%%
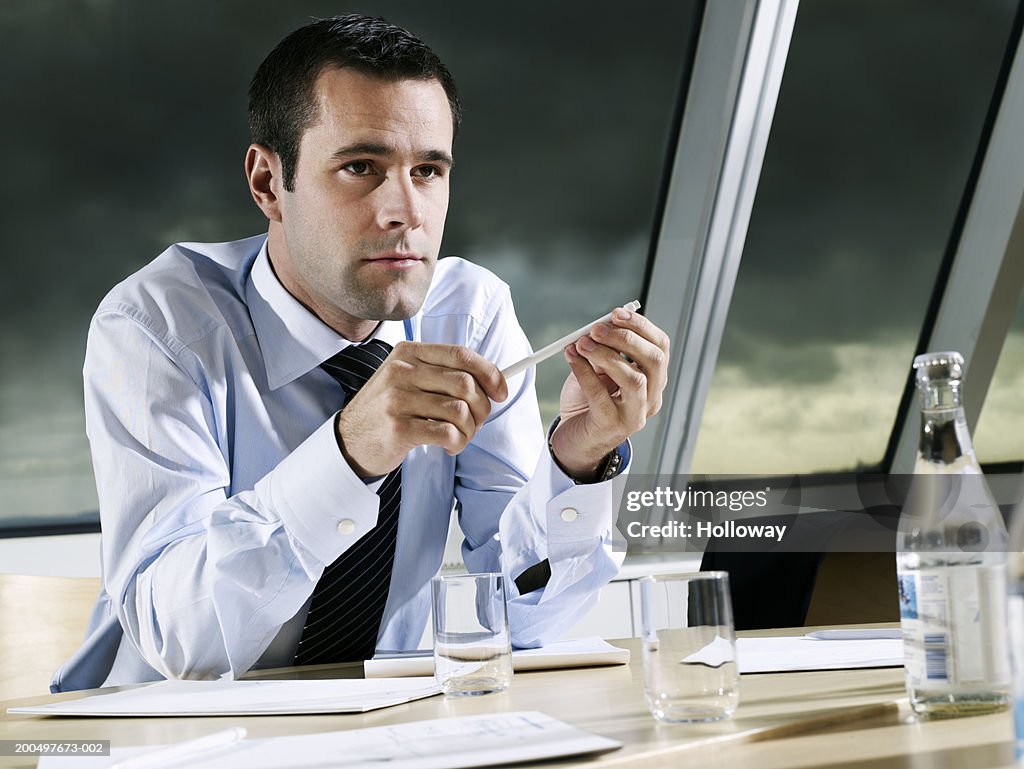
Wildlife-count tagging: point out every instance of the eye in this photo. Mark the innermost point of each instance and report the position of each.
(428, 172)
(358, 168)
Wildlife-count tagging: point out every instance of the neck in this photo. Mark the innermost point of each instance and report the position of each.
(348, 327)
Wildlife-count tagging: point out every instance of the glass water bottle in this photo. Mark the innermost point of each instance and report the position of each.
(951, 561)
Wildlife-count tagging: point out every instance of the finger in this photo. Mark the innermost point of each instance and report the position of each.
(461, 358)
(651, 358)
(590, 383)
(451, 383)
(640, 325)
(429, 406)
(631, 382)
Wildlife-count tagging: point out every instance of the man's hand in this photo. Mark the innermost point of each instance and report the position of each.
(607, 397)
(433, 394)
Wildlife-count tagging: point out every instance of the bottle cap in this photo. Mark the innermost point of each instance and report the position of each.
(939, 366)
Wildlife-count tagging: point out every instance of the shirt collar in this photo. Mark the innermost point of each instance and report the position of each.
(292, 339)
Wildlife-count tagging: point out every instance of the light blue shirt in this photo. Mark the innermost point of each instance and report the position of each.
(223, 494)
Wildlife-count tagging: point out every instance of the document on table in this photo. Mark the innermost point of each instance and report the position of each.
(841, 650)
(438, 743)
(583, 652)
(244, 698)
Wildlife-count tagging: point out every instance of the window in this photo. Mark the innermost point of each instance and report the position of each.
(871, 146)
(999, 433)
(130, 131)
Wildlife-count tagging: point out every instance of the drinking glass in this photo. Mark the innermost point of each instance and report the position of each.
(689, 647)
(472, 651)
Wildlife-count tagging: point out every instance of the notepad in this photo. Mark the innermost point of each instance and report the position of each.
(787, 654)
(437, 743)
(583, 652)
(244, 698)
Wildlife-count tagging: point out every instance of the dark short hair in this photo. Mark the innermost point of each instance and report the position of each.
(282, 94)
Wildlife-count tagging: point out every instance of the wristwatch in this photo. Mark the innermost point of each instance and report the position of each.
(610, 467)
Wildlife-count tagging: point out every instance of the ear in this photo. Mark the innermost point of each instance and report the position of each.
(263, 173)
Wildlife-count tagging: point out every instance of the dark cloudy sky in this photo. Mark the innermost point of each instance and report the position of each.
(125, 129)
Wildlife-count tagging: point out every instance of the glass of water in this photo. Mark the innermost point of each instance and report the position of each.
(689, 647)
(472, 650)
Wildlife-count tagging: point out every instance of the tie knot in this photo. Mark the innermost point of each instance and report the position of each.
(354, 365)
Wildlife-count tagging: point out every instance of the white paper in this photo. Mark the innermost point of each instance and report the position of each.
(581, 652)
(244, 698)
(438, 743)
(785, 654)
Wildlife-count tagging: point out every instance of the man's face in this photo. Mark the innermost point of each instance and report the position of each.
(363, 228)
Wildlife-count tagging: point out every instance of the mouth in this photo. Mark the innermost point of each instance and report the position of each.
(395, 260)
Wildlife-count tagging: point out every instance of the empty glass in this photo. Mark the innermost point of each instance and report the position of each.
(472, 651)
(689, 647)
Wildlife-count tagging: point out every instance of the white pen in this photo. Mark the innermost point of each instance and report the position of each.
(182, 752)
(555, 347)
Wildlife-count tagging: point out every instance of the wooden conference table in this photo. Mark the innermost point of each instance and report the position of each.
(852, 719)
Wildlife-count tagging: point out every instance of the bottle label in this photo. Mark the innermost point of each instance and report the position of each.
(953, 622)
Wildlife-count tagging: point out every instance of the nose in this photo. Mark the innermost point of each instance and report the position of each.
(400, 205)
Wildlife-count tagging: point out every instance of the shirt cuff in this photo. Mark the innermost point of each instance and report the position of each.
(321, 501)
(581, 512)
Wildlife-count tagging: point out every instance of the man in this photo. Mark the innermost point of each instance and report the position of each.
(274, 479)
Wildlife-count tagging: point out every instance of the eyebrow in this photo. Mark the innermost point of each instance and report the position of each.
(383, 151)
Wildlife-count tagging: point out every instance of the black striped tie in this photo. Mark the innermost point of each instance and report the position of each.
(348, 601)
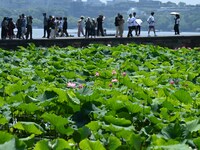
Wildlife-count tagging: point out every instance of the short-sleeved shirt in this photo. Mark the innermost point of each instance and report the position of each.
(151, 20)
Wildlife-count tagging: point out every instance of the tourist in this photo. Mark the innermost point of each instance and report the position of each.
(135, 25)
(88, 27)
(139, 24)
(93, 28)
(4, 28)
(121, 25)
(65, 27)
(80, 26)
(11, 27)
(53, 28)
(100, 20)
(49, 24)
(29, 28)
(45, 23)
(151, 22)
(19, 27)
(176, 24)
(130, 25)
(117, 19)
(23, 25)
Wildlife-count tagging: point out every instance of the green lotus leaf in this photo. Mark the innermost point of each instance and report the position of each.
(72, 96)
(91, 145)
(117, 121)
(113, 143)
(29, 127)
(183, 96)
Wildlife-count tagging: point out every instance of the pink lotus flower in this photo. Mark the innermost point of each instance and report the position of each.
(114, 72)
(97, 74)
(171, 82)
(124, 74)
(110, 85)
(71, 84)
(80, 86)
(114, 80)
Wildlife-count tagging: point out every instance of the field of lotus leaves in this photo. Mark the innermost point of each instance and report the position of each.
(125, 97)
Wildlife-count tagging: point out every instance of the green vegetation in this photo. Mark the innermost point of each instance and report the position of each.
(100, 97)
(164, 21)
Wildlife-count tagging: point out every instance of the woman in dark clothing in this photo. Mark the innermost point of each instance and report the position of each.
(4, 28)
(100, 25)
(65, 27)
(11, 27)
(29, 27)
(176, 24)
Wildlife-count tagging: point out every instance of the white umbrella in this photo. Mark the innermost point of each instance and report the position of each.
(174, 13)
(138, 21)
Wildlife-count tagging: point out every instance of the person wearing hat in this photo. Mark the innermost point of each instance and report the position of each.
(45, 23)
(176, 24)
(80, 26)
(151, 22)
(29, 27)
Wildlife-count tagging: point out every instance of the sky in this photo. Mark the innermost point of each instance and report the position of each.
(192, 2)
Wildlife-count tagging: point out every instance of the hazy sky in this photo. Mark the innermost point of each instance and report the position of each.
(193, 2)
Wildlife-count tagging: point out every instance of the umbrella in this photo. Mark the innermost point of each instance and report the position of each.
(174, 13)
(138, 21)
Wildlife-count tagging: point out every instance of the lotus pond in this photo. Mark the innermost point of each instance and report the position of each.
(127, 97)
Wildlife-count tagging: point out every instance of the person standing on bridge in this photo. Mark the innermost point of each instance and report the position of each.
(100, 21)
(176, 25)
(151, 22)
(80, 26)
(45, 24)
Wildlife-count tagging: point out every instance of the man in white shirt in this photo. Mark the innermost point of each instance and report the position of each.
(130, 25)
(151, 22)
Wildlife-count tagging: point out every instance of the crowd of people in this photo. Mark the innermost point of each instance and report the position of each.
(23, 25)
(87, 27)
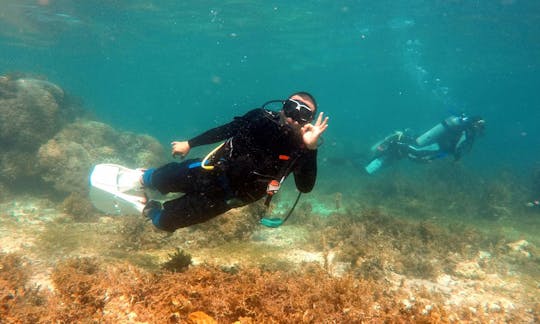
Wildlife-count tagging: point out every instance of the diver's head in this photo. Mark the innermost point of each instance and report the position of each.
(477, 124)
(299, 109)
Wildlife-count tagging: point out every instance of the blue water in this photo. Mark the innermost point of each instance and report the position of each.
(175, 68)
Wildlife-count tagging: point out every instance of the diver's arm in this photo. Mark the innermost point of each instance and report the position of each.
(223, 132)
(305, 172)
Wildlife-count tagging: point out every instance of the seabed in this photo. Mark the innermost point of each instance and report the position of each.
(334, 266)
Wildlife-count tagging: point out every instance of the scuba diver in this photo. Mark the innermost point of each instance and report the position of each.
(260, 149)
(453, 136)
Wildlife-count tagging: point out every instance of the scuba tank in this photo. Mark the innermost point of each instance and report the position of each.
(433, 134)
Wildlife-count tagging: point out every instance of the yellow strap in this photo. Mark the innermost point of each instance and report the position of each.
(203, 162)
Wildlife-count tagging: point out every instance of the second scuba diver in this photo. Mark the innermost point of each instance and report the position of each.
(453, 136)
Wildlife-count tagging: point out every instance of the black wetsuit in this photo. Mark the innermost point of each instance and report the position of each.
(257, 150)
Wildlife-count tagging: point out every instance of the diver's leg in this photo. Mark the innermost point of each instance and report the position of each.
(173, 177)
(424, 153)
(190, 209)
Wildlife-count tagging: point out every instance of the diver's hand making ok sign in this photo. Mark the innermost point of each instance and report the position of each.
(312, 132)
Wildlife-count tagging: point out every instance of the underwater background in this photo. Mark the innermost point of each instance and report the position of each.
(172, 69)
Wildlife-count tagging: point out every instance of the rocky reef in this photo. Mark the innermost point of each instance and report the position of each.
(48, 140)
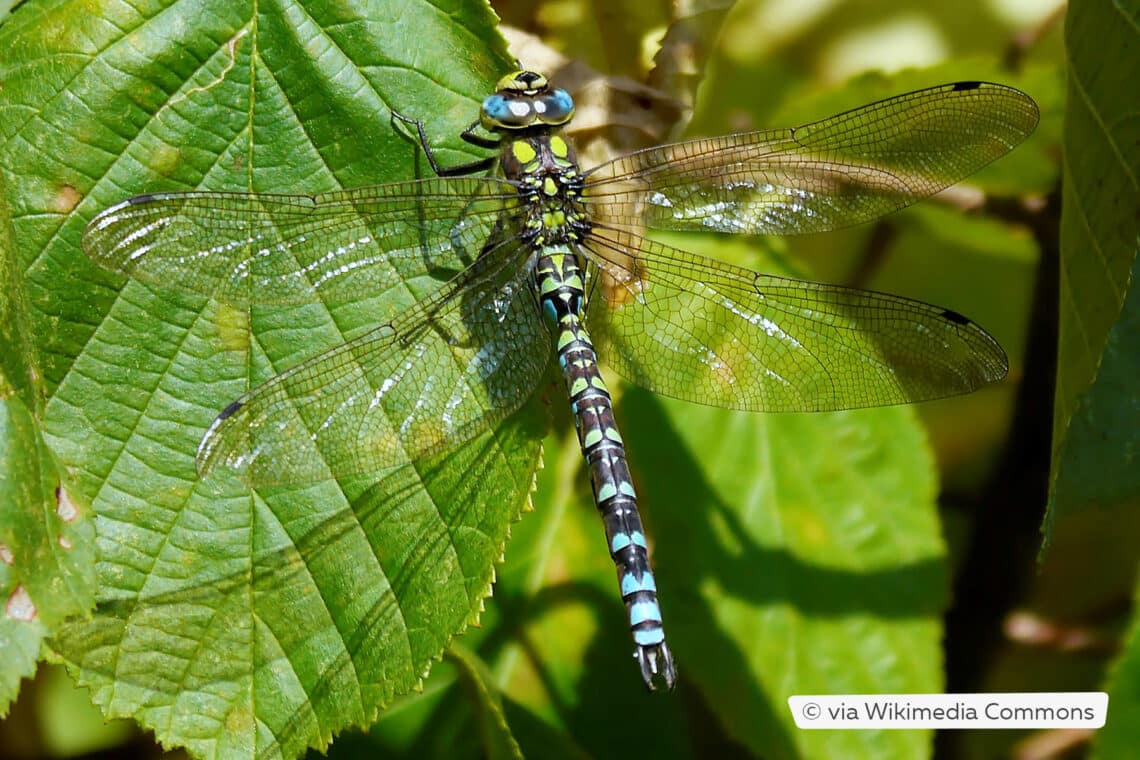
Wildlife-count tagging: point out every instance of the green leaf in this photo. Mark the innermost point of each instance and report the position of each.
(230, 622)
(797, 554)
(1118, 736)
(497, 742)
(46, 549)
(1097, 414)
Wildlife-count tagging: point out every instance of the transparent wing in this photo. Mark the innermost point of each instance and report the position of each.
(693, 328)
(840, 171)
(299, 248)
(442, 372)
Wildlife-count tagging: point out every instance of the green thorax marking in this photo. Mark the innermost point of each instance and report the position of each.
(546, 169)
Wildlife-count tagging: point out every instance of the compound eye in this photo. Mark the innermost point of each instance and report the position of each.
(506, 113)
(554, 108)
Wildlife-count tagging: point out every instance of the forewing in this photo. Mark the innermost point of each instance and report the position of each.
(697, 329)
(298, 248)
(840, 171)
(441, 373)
%%
» Requirements
Beginning with the line that holds "Wildlife-count tagging: point out every instance of the rocky", extract every line to the end of the material, exactly as it stands, and drop the pictures.

» The result
Wildlife-count tagging: point out every instance of the rocky reef in this photo. Mark the innermost point of each instance and report the position of each.
(48, 140)
Wildlife-count tagging: point out every instance of the green leaf in this photo. Mark the innermost point of each instance and report the position of each.
(230, 622)
(797, 554)
(1118, 736)
(497, 742)
(46, 549)
(1097, 414)
Wildlife-count tagging: point out every instance of the transparent wing in this photo. Mark the innermost point of each instance and report the position of each.
(693, 328)
(840, 171)
(299, 248)
(442, 372)
Wildlife-count tagging: point out every instance of the green thorax marking in this photo. Mark the innermost point of each instance and report the position of each.
(546, 169)
Wildlife-count tagging: point out every instance of the compound eye in this photo. Mark the innermost point of each instance and report the position of each.
(506, 113)
(554, 108)
Wildlife-count tagging: point out every instance of the forewing in this photo. Mark the innermost point of each instance and report the position of each.
(697, 329)
(298, 248)
(840, 171)
(441, 373)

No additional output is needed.